### Task statement
If a line in the following entries contains the string "neck", it counts toward the total; report only that total.

Stored data entries:
===
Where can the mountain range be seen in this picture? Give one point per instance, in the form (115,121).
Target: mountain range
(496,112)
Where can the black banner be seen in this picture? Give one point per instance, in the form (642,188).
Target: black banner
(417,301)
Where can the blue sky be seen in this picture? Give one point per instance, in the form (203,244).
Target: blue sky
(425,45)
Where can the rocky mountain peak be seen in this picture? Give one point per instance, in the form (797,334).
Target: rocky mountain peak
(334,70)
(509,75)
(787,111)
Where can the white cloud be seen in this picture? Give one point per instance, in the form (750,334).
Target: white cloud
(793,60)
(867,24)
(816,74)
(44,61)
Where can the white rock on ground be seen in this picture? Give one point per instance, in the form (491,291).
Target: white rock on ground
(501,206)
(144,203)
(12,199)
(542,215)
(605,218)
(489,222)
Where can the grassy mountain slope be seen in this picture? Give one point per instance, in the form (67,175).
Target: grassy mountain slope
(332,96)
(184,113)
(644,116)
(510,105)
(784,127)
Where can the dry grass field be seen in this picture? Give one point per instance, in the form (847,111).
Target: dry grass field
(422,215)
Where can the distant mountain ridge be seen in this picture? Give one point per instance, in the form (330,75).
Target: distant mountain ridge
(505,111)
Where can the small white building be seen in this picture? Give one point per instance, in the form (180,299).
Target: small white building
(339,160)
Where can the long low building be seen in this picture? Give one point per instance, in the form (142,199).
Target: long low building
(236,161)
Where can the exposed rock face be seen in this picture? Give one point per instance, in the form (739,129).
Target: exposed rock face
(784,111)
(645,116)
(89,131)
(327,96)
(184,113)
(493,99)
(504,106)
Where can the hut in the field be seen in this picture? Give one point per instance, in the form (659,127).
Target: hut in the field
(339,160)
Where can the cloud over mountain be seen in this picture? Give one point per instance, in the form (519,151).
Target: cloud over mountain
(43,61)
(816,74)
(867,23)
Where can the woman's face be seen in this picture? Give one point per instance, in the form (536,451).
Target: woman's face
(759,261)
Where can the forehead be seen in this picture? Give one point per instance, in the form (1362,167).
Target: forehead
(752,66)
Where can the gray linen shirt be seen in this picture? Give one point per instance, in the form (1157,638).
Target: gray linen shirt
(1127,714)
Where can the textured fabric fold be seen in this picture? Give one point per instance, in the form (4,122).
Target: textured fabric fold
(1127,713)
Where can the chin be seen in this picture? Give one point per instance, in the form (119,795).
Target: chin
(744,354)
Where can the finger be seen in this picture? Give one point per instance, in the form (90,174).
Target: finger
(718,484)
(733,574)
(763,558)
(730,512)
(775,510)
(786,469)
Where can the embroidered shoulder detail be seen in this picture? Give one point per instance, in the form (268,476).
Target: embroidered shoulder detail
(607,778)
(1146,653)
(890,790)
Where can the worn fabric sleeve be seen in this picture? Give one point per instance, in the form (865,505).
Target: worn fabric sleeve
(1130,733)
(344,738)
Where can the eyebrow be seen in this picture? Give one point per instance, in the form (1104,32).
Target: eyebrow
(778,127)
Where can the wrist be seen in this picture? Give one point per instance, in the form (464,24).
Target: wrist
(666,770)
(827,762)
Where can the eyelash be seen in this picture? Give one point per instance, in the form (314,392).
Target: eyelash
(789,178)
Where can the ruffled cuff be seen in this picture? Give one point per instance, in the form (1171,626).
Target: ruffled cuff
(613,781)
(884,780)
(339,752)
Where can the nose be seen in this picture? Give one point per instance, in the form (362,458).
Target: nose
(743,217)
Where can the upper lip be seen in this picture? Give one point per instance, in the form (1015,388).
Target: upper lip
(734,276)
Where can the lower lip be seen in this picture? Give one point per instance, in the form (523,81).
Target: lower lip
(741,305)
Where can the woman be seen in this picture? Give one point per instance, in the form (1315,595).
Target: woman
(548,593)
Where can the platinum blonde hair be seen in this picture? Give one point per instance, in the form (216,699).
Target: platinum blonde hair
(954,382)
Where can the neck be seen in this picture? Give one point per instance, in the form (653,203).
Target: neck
===
### Answer below
2